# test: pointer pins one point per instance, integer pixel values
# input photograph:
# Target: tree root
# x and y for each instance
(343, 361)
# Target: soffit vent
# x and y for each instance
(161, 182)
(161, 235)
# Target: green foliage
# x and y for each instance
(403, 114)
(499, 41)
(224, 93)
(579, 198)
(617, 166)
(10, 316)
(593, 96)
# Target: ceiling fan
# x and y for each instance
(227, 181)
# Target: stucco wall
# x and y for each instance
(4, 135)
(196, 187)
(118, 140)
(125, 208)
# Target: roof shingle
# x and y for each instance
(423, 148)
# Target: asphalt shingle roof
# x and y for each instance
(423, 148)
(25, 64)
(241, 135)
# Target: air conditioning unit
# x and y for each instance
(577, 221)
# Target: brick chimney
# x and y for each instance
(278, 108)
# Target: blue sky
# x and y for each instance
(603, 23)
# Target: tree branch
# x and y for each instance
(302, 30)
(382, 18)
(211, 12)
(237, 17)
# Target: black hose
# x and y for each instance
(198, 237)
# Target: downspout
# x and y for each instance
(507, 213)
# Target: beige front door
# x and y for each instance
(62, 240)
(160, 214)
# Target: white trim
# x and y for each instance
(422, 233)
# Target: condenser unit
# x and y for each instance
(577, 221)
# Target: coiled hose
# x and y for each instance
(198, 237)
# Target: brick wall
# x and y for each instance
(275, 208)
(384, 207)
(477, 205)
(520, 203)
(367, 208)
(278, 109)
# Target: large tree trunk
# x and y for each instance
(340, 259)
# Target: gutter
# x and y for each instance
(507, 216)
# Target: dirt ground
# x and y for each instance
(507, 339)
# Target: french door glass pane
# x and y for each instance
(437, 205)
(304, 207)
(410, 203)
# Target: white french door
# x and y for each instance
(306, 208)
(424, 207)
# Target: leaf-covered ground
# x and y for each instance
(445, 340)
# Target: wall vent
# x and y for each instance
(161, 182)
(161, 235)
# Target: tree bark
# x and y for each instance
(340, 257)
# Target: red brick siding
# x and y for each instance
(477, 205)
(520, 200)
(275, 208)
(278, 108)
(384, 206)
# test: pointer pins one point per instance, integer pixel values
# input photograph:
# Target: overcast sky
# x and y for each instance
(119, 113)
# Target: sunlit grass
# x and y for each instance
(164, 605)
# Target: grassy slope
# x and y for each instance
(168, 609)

**Directions:**
Retype the data in full and match it exactly.

**Correct answer:**
# test: pointer pins one point per instance, integer pixel values
# input photograph:
# Target: tree root
# x and y for each instance
(343, 361)
# Target: soffit vent
# x and y for each instance
(161, 182)
(161, 235)
# Target: green foliage
# x and y for each instance
(403, 114)
(499, 41)
(224, 93)
(579, 198)
(617, 166)
(10, 316)
(593, 96)
# Target: ceiling fan
# x and y for each instance
(227, 181)
# Target: stucco wall
# x and y for each instance
(4, 135)
(196, 187)
(118, 140)
(125, 208)
# Target: roof shingle
# x and y for each instance
(423, 148)
# Target: asphalt shingle roof
# x and y for each instance
(423, 148)
(25, 64)
(241, 135)
# Target: air conditioning unit
# x and y for each instance
(577, 221)
# Target: brick chimney
# x and y for each instance
(278, 108)
# Target: blue sky
# x and y for each instance
(603, 23)
# Target: tree branch
# x and y for each instance
(302, 30)
(382, 18)
(211, 12)
(237, 17)
# Target: black hose
# x and y for each instance
(198, 237)
# Target: downspout
# x and y for each instance
(507, 213)
# Target: beige front door
# x and y for each instance
(62, 240)
(160, 214)
# Target: white trim
# x and y for each instance
(422, 233)
# Target: condenser unit
# x and y for each instance
(577, 221)
# Target: coiled hose
# x and y for each instance
(198, 237)
# Target: brick wall
# x and y for each instance
(275, 208)
(384, 207)
(477, 205)
(520, 203)
(367, 208)
(278, 109)
# Target: large tree trunk
# x and y for each instance
(340, 259)
# Target: gutter
# x and y for each instance
(507, 216)
# Target: dirt ground
# x and y for each instance
(507, 339)
# Target: french door glass pane
# x and y for each instance
(437, 205)
(304, 207)
(410, 203)
# Target: white french door
# x and y for each instance
(306, 208)
(424, 207)
# Target: leaf-covered ground
# x and y for each instance
(445, 340)
# Target: wall vent
# x and y for each instance
(161, 182)
(161, 235)
# Target: tree bark
# x and y for each instance
(340, 257)
# Target: red brick siding
# x and y for each instance
(477, 205)
(520, 200)
(275, 208)
(278, 108)
(384, 206)
# test: pointer pins one point per instance, integer pixel values
# input photograph:
# Target: overcast sky
# x and y for each instance
(119, 113)
# Target: sunlit grass
# x and y for each instance
(164, 605)
# Target: grassy slope
# x and y for each instance
(168, 609)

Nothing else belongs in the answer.